:: EXERCISE DATA ::
════════
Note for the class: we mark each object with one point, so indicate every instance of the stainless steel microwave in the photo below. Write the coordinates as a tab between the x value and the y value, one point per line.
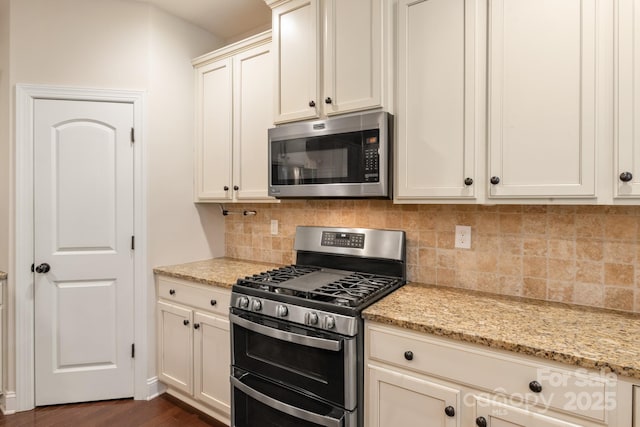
340	157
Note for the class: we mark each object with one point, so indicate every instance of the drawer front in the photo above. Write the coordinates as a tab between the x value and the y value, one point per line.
574	391
204	297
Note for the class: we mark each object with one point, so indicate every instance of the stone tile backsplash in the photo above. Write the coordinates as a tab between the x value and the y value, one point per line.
577	254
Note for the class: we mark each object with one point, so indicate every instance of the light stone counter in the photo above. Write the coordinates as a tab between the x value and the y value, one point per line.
581	336
221	272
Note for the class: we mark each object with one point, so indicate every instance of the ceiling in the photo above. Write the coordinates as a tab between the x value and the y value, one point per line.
226	19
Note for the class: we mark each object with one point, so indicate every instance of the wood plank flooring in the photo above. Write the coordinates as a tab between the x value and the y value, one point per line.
163	411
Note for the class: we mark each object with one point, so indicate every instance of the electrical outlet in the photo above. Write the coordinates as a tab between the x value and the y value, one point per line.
463	237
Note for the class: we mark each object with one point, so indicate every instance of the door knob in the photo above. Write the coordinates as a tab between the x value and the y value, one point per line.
43	268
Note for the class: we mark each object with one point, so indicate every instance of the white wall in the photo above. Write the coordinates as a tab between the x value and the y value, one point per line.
4	135
120	44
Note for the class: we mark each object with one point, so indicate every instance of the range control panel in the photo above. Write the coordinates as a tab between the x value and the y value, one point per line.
343	240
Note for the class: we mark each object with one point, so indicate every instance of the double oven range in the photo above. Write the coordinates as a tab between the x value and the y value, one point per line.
297	332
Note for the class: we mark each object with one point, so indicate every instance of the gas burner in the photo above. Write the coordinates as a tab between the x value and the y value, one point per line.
267	279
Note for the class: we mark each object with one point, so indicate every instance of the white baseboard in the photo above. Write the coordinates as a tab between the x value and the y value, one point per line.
154	388
8	403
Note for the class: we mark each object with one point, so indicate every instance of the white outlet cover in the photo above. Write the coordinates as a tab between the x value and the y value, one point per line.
463	237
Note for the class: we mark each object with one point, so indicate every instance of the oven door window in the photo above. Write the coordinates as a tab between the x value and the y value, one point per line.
343	158
259	402
317	371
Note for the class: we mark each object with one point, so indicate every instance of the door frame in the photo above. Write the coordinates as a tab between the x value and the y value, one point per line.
24	331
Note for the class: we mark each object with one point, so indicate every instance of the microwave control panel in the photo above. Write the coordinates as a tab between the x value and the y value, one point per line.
343	240
371	159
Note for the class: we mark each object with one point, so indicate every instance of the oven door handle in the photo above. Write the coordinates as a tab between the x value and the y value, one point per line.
332	345
284	407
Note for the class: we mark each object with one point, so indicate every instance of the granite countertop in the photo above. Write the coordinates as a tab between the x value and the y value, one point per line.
221	272
587	337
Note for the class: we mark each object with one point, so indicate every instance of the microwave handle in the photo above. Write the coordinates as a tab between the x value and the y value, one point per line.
285	408
332	345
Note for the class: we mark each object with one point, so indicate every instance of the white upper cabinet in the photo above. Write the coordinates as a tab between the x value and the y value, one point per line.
440	64
331	57
234	96
543	100
296	49
627	136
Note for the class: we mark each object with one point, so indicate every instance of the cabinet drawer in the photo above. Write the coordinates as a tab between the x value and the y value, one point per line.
577	391
204	297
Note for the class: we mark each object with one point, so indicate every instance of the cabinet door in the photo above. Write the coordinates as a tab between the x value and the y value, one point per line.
253	115
212	360
214	131
500	415
296	50
353	55
628	99
397	399
175	352
437	88
542	98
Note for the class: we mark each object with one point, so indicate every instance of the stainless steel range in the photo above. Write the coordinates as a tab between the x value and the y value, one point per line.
297	331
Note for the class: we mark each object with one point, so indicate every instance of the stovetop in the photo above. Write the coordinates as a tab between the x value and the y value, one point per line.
338	273
324	285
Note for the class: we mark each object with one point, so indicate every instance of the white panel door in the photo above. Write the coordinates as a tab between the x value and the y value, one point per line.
212	360
83	227
296	51
253	115
437	91
352	56
396	399
542	98
214	132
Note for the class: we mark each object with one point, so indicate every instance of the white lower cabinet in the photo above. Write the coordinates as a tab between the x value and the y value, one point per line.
193	344
492	413
415	379
400	399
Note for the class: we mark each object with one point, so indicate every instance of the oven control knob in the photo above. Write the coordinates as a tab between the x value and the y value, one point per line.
243	302
329	322
311	318
282	311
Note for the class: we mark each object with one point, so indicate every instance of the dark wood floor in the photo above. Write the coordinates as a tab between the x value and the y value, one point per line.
163	411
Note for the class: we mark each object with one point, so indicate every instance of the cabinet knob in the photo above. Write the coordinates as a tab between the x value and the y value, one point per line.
626	176
535	386
43	268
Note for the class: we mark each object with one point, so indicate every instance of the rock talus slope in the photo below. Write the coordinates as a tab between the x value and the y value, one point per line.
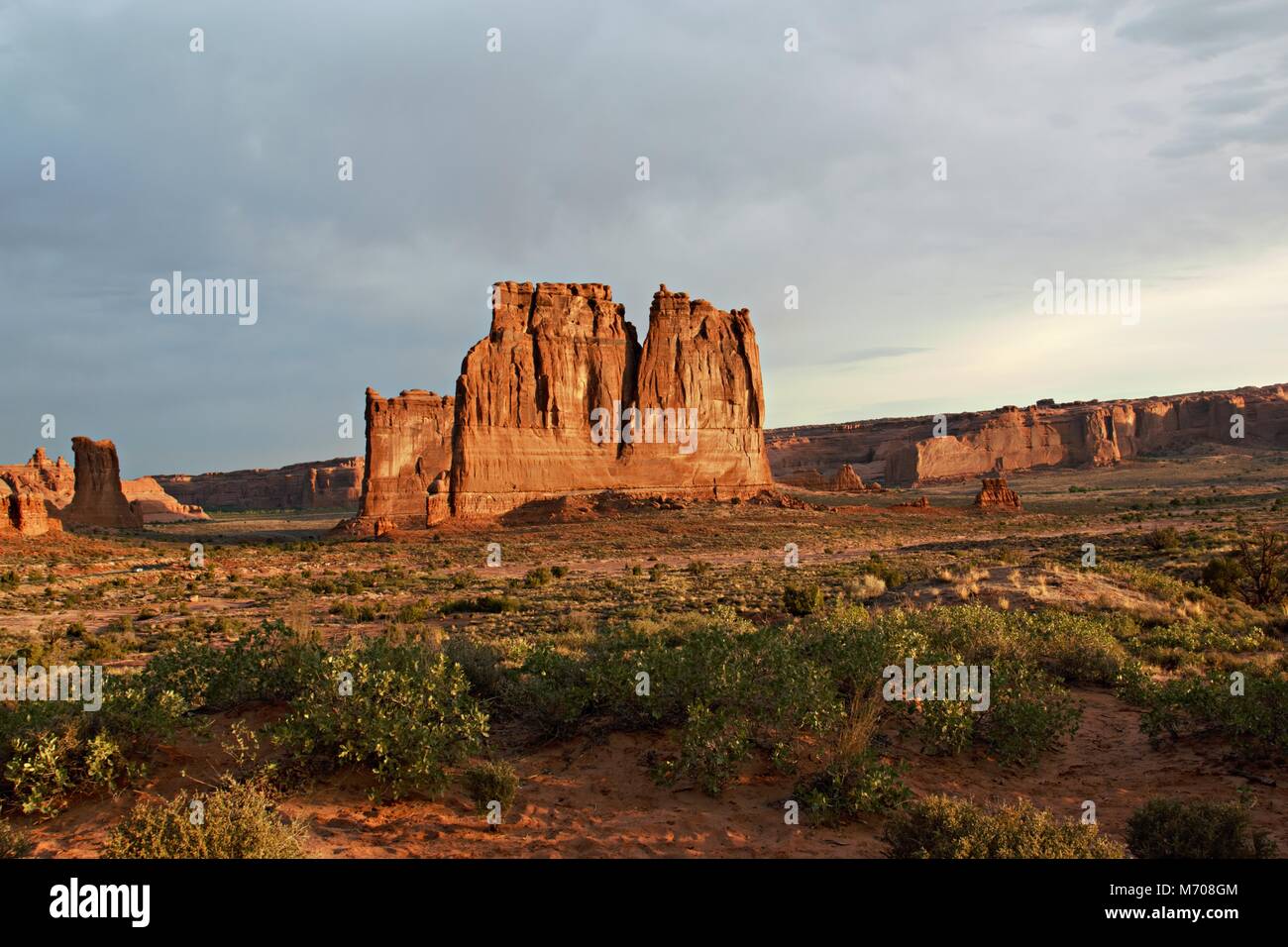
════════
:: EXERCISE AIM ::
Working from the line with "the cabinet knob" to the last line of the material above, repeat each line exactly and leave out the pictures.

:: RESPONSE AREA ::
Note for the class: we mark each object with one point, so indicate every instance of the cabinet knob in the photo above. Write the coordinates as a tab between the x value and the y value, one point per line.
626	176
535	386
43	268
Note for the class: we mark each object with one point, so indicate every instance of the rock talus slope in the photo below. Write the coordinates as a tab between the x value and the y value, one point per line.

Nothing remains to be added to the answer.